# [Exercise]
List every line below that contains the word "white". Case matters.

# [Supplied information]
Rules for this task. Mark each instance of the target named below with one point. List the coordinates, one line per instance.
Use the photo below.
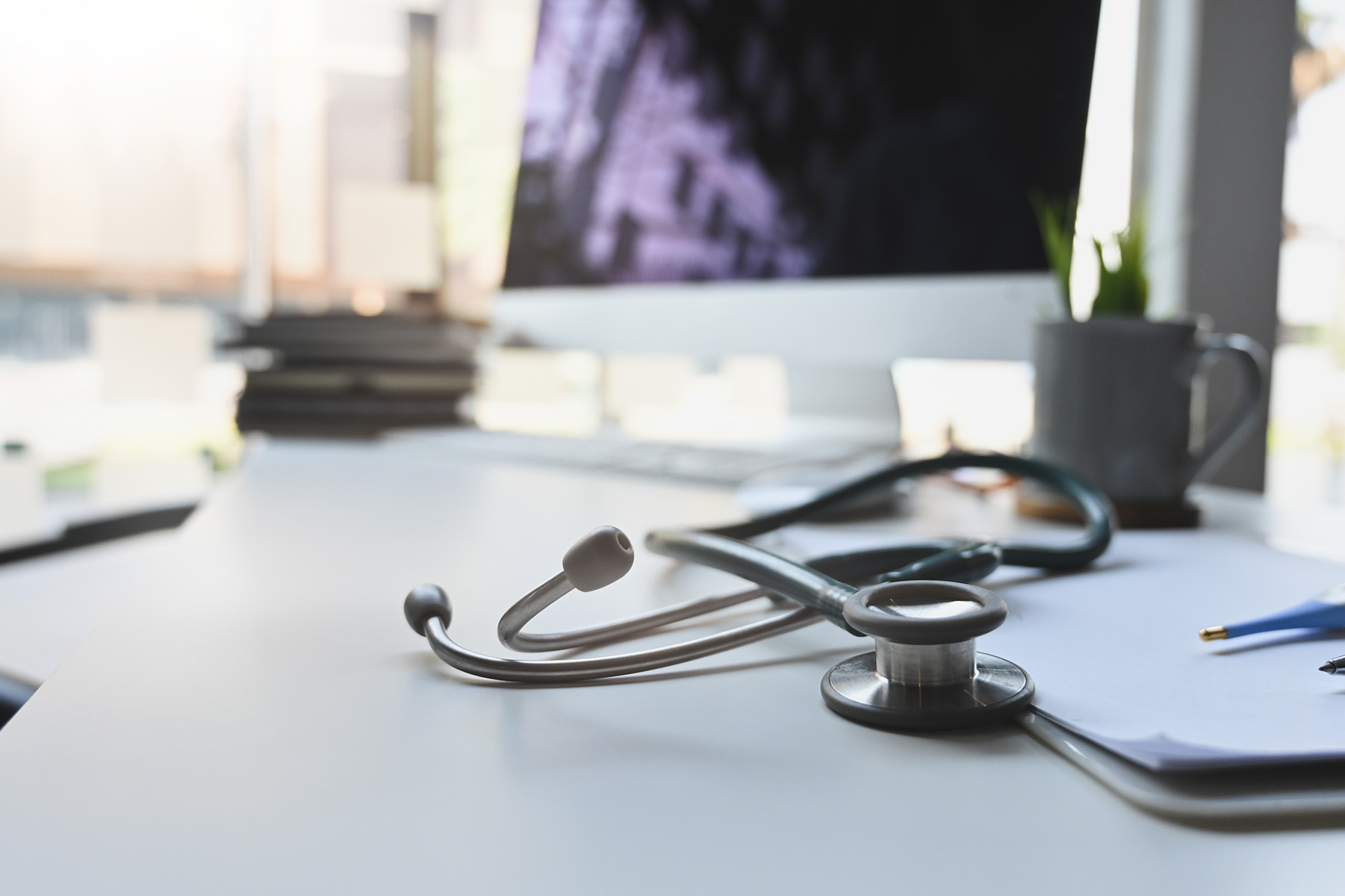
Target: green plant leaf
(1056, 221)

--

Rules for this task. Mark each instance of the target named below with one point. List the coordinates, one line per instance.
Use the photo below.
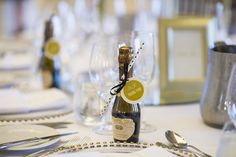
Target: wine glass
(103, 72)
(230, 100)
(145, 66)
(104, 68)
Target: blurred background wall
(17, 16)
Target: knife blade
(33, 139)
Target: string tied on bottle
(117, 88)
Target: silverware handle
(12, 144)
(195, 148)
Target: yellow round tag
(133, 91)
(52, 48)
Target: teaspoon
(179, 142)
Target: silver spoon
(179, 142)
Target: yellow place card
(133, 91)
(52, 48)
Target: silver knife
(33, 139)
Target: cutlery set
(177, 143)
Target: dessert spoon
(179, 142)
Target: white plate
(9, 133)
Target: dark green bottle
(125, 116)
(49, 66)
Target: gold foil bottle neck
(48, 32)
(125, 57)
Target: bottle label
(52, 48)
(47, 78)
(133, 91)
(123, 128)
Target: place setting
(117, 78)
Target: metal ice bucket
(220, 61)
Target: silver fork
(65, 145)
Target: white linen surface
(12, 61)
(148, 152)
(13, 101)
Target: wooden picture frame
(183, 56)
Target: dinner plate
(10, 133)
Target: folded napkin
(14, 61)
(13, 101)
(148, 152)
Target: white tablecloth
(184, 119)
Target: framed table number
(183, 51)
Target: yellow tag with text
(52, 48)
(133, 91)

# [Written answer]
Target: white plate
Target: white linen surface
Target: white tablecloth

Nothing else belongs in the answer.